◆ Tasks for this exercise ◆
[a] Please write out the passage of the DFA program page from "Program to build" up to and including "else print ‘NO’.".
[b] According to the DFA program page, what should be printed when the string starts and ends with different characters?

━━ Excerpt provided ━━

Program to build a DFA that accepts strings starting and ending with different character
Last Updated :
14 Sep, 2022
Prerequisite: Deterministic Finite Automata
Given a string, str consists of characters ‘a’ & ‘b’. The task is to check whether string str starts and ends with different characters or not. If it does, print ‘YES’ with state transitions, else print ‘NO’.
Examples:
Input: ababab
Output: YES
Explanation:
The string “ababab” is starting with ‘a’ and ends with ‘b’
Input : ababa
Output : NO
Explanation:
The string “ababab” is starting with ‘a’ and ends with ‘a’
In DFA, there is no concept of memory, therefore we have to check the string character by character, beginning with the 0th character. The input set of characters for the problem is {a, b}. For a DFA to be valid, there must a transition rule defined for each symbol of the input set at every state to a valid state.

━━━
━━ Data extract ━━

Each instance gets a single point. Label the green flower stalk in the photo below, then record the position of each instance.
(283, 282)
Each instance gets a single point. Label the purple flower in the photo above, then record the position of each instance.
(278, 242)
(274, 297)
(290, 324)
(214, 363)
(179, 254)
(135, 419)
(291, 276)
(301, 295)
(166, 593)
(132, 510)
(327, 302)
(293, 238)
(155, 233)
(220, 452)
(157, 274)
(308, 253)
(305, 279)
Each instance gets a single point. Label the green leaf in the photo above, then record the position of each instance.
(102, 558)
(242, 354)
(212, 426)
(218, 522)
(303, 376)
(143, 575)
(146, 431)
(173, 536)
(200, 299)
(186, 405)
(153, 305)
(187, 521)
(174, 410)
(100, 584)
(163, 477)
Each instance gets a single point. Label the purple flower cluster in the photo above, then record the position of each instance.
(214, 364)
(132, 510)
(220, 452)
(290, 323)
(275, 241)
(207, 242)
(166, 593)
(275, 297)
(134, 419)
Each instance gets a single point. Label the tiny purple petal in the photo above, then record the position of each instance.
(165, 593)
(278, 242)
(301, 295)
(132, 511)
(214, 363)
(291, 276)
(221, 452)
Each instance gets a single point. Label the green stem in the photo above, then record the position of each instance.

━━━

◆ Answers to each task ◆
[a]
Program to build a DFA that accepts strings starting and ending with different character
Last Updated :
14 Sep, 2022
Prerequisite: Deterministic Finite Automata
Given a string, str consists of characters ‘a’ & ‘b’. The task is to check whether string str starts and ends with different characters or not. If it does, print ‘YES’ with state transitions, else print ‘NO’.

[b] 'YES' with the state transitions.